Given text:
════════

The Right Honourable Ellen Loucks Fairclough, PC, CC, FCA (January 28, 1905November 13, 2004) was the first female member of the Canadian Cabinet.

Born in Hamilton, Ontario, Fairclough was a chartered accountant by training, and ran an accounting firm prior to entering politics. She was a member of Hamilton City Council from 1945 to 1950.

She was first elected to the Canadian House of Commons in a 1950 by-election after being defeated in the 1949 federal election. She then represented Hamilton West for the Progressive Conservatives until she lost her seat in the 1963 election. As a Member of Parliament, she advocated women's rights including equal pay for equal work.

When the PC Party took power as a result of the 1957 federal election, new Prime Minister, John Diefenbaker, appointed her to the position of Secretary of State for Canada. In 1958, she became Minister of Citizenship and Immigration, and from 1962 until her defeat in 1963, she was Postmaster General. As Immigration Minister in 1962, Fairclough introduced new regulations that mostly eliminated racial discrimination in immigration policy. She also introduced a more liberal policy on refugees, and increased the number of immigrants allowed into Canada. However, she was said to be fiercely opposed to hiring homosexuals to important positions. Her firing of Alan Jarvis as director of the National Gallery was fictionalized in the novel What's Bred in the Bone by Robertson Davies (cf. Judith Skelton Grant, Man of Myth).

════════

Required tasks:
(A) In the text on Ellen Fairclough, what office did she hold from 1962 until her defeat in 1963?
(B) Carry on the text about Ellen Fairclough, starting after its last sentence.

Stored items
════════

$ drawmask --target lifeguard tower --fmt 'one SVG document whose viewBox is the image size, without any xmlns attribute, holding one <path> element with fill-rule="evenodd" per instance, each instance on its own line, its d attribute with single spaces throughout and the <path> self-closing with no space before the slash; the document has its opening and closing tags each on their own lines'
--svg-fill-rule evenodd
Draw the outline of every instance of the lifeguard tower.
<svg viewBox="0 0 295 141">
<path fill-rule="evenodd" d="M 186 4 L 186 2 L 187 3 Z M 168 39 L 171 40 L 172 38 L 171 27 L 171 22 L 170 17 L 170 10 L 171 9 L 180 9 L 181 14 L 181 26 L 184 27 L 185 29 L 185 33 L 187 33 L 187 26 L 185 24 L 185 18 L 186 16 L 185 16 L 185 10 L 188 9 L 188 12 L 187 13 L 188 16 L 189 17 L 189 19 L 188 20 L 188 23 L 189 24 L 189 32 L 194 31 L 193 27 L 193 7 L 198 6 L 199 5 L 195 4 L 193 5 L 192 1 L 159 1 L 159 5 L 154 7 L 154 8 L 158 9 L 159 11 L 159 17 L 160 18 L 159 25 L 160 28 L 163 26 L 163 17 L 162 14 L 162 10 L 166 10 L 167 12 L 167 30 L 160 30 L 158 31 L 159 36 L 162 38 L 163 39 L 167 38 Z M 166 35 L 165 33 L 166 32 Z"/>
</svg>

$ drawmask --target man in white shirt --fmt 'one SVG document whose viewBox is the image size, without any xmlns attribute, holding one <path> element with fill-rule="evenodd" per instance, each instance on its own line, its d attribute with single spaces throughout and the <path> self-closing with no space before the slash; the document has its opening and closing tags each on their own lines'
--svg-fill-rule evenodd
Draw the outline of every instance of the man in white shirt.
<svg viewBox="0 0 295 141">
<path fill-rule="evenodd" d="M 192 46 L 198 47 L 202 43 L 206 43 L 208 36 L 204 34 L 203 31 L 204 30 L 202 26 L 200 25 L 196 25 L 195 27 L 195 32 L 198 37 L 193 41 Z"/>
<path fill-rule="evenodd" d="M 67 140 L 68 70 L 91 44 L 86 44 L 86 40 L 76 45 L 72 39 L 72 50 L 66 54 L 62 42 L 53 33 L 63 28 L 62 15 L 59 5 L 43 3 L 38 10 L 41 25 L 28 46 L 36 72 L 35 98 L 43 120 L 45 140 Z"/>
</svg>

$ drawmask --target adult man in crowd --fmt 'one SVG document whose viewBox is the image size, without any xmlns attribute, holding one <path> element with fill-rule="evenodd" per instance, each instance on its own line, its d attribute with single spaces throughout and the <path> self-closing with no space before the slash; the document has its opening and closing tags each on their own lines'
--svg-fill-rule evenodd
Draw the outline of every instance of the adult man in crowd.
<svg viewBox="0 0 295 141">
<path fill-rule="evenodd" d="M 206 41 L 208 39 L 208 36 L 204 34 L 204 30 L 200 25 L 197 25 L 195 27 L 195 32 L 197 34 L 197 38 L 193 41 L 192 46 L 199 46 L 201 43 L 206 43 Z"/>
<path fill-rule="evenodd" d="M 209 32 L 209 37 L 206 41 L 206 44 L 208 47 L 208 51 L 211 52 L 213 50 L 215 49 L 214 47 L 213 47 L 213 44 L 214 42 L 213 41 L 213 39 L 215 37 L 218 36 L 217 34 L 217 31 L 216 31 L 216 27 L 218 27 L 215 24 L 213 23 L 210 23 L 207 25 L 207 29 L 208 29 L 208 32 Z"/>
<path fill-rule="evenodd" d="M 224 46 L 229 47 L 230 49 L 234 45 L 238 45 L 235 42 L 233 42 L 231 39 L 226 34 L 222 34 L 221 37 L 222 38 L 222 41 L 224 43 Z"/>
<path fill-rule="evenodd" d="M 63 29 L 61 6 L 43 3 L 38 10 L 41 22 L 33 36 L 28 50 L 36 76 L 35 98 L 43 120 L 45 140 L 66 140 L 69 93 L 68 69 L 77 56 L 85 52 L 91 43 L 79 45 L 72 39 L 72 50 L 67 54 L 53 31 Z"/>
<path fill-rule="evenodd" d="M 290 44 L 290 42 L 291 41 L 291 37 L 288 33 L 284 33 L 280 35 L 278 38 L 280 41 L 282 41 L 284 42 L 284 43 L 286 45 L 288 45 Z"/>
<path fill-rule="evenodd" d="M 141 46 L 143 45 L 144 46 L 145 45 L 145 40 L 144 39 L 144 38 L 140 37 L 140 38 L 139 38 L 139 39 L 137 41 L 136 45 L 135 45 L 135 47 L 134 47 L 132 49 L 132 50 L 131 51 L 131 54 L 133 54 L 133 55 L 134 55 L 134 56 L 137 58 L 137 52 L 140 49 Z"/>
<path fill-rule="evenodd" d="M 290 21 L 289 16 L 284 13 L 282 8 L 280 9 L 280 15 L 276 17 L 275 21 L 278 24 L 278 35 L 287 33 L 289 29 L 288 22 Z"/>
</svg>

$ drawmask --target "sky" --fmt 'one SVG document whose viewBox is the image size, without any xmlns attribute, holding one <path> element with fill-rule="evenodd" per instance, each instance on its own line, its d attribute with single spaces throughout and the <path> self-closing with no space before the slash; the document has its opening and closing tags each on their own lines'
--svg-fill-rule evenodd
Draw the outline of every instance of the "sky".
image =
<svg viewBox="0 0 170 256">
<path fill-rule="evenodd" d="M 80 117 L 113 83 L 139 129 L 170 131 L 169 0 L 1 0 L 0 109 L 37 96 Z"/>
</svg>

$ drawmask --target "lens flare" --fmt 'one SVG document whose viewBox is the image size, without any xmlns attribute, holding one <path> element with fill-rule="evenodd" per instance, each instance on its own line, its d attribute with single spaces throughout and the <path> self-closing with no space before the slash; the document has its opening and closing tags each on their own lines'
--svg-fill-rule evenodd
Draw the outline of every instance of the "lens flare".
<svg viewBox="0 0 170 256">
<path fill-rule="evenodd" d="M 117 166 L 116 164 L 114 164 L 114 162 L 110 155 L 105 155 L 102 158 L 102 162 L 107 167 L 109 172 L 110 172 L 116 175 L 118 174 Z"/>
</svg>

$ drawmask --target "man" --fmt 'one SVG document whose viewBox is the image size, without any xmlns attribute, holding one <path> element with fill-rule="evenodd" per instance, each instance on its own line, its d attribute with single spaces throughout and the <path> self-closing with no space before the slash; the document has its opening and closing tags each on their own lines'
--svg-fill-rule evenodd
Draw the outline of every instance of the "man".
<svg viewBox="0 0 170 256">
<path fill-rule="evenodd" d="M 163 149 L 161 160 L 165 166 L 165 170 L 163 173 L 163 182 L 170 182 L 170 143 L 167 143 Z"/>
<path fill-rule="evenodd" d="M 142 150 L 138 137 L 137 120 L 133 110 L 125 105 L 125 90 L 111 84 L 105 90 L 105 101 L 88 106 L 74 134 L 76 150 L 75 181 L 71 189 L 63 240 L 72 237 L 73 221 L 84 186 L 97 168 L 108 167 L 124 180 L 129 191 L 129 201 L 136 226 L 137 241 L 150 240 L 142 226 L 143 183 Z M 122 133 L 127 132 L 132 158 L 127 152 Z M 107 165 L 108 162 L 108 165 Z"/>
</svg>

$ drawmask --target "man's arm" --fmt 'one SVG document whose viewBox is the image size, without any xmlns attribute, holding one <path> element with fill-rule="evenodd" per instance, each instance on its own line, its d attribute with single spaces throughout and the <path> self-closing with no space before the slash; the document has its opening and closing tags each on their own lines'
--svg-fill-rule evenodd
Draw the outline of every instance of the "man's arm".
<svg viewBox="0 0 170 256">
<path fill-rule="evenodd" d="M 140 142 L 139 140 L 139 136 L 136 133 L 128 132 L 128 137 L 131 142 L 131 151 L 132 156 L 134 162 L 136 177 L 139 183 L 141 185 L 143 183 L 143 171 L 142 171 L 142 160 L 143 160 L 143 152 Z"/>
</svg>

════════

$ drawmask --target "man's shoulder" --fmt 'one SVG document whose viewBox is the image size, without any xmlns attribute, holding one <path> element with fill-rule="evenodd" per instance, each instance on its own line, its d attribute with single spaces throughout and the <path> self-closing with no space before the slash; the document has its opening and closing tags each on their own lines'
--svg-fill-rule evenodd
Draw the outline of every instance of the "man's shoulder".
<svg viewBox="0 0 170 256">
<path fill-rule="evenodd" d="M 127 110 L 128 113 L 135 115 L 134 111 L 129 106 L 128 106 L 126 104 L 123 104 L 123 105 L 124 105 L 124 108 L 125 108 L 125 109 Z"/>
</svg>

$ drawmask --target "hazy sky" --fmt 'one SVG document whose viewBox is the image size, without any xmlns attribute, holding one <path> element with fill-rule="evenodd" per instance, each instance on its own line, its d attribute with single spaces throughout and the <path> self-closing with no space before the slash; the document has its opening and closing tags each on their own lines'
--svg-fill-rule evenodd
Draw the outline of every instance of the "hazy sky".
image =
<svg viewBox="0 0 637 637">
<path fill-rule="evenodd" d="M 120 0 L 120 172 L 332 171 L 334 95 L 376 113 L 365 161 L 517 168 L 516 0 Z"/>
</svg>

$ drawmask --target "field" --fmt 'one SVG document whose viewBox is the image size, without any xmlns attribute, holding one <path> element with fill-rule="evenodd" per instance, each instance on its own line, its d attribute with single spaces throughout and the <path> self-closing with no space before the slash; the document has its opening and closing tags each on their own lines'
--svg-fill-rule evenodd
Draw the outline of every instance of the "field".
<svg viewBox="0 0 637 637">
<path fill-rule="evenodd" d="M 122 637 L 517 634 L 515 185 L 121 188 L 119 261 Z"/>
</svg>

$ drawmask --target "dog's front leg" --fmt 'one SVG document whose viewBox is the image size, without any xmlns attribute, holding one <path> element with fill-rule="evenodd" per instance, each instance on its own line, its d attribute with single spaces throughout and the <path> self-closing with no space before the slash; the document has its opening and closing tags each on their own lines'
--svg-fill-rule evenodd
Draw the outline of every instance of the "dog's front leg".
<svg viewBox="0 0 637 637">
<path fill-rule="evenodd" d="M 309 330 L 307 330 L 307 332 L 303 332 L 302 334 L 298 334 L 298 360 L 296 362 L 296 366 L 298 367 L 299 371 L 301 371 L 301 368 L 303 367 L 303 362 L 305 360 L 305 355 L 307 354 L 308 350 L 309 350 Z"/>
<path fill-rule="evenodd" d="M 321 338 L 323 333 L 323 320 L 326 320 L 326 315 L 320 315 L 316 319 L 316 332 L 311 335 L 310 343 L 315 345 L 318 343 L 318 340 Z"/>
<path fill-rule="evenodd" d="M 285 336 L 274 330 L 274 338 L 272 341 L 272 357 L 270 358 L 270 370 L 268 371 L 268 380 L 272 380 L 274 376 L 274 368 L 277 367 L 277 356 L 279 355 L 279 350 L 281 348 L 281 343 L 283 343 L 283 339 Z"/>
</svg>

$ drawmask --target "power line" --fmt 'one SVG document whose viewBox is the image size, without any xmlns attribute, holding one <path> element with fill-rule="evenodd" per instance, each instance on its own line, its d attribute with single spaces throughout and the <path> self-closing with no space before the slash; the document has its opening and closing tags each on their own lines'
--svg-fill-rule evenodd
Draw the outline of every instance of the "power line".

════════

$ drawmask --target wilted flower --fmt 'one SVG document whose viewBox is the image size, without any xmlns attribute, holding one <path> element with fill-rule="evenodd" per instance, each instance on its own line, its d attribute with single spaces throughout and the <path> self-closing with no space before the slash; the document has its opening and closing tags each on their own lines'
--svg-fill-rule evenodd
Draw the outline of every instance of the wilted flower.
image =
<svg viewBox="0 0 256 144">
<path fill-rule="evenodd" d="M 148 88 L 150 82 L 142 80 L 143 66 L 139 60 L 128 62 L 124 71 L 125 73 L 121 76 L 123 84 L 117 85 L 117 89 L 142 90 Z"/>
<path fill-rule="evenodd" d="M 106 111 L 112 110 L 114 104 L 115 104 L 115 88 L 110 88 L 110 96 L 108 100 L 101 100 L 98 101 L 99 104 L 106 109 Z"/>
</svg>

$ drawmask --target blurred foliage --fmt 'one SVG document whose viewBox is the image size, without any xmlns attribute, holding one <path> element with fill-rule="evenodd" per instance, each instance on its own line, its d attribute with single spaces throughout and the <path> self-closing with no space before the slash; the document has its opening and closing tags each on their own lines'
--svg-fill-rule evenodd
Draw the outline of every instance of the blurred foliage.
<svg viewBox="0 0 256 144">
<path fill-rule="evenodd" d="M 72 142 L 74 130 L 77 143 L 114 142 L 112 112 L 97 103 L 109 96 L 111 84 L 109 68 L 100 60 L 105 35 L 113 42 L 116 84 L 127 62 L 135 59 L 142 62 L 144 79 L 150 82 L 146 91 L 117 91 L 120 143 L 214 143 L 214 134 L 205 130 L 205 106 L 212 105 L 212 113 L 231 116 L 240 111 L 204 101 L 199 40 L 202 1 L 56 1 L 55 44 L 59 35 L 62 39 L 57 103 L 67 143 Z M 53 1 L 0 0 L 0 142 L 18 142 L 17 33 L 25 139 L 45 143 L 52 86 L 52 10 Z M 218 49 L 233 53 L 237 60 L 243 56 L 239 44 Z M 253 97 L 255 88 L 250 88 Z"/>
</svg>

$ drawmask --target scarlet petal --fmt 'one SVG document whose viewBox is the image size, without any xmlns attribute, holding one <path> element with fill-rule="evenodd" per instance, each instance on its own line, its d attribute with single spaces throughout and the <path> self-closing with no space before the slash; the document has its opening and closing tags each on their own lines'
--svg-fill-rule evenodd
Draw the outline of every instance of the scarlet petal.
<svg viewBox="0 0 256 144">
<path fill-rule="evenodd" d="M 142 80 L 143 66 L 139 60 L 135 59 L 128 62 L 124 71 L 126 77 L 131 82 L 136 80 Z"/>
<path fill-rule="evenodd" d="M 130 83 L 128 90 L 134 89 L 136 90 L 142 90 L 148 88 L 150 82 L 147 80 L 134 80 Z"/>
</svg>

════════

Task results:
(A) Postmaster General.

(B)
Fairclough was also the first female Acting Prime Minister of Canada from February 19 to February 20, 1958. In 1993, she nominated Kim Campbell for the Progressive Conservative Party leadership, after which Campbell became Canada's first woman prime minister.

After leaving politics, Fairclough worked in a trust company, as well as being chairperson of Ontario Hydro at some point.

In 1979, she was made an Officer of the Order of Canada, and was promoted to Companion in 1994. In the fall of 1996, she received the Order of Ontario, the highest honor awarded by the province.

Fairclough was active in the Consumers Association of Canada, the Girl Guides, the I.O.D.E., the United Empire Loyalist Association, and the Zonta Club of Hamilton and Zonta International, before, during and after her stay in office. In 1982, a government office tower on the corner of McNab and King Street in Hamilton was officially named the "Ellen Fairclough Building".

She was granted the rare honour of having the title Right Honourable bestowed upon her in 1992 by Her Majesty Queen Elizabeth II, one of very few people to have the title who had not been Prime Minister of Canada, Governor General, or Chief Justice of Canada. This was done, in part, because she had been Acting Prime Minister from February 19-20, 1958, the first woman to do so. In 1995, she published her memoirs, Saturday's Child: Memoirs of Canada's First Female Cabinet Minister.

She died in a Hamilton, Ontario nursing home on Saturday, November 13, 2004, just weeks before what would have been her 100th birthday. Her husband Gordon and son Howard both predeceased her.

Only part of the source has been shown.